> Required actions
**1)** Translate this sentence from the circumcision comments into Spanish: "It's a testament to the outright barbarism of this society."
**2)** According to the circumcision comments, what is the lifetime risk of circumcision in countries where it is not customary?
**3)** Pick up the circumcision comments where they stop and write the next comment.

In countries where it is not customary, and doctors know more about the foreskin than how to cut it off, the lifetime risk of circumcision is one in thousands.
etnik etnuk
Tue Mar 16 2010 18:58
Why fool around? Cut it all off! I'm sure medical "science" can come up with some kind of realistic (looking, not feeling) prosthesis.

Seriously, it's incredible that we're having this discussion at all. It's a testament to the outright barbarism of this society. Children deserve better.

BillyBloggs
Wed Dec 2 2009 12:16
So you would also deny relief to someone with a phimotic foreskin where circumcision is the only long term cure?
ERIC W.
Sun Nov 29 2009 16:02
Bravo!!

So many Americans have been duped by the medical profession as to the so-called "benefits" of male genital mutilation, called circumcision.

It should be as illegal to perpetrate on male minors as it is for females. Genital mutilation is genital mutilation, regardless of the sex of the victim.

And as far as looking the same as daddy, children don't have pubic hair.

> Source material
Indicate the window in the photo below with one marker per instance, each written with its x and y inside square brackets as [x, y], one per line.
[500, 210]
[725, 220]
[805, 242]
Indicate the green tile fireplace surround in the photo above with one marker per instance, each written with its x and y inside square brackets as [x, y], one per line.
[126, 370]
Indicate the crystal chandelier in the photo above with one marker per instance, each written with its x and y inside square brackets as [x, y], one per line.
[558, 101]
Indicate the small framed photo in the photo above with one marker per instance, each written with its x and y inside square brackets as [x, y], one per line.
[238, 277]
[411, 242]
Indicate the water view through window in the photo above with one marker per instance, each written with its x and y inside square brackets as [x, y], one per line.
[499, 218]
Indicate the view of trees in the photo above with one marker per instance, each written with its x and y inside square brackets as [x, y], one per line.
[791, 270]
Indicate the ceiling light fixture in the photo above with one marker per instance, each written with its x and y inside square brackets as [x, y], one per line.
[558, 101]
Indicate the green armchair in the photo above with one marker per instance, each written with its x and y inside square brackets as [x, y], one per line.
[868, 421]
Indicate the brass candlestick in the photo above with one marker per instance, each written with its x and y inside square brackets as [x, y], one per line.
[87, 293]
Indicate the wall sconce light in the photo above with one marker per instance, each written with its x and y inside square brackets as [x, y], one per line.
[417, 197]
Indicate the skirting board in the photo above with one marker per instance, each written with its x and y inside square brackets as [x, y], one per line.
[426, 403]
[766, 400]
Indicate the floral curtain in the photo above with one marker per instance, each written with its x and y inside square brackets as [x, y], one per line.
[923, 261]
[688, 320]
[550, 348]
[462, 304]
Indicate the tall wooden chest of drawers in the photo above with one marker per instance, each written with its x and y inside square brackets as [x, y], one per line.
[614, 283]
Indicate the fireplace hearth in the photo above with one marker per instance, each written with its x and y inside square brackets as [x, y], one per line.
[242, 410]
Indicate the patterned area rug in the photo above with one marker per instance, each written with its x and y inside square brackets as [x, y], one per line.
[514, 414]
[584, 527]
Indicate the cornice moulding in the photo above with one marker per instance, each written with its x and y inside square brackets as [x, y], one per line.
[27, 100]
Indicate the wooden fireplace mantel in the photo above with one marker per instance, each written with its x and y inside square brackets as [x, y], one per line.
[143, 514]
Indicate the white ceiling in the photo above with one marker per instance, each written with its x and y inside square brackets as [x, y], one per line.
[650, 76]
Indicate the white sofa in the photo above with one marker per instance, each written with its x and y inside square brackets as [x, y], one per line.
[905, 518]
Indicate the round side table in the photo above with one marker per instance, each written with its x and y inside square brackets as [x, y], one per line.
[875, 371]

> Task-by-task results
**1)** Es un testimonio de la absoluta barbarie de esta sociedad.

**2)** One in thousands.

**3)**
My own father was non-circumcised, and it was never an issue, until he was dead, and then I discovered what the mutilation of circumcision had done to me.

Why is it that doctors do not disclose and in fact suppress the adverse effects and complications resulting from the mutilation of circumcision? Obviously they're afraid of the truth, and don't want to discourage anyone from mutilating their sons by circumcision, as doctors make money from it, and are very frequently members of the religions that try to impose circumcision on all males. Gee, do you think that they might be biased?

Circumcision is a fraud and a hoax.

A foreskin is not a birth defect; it is a birthright.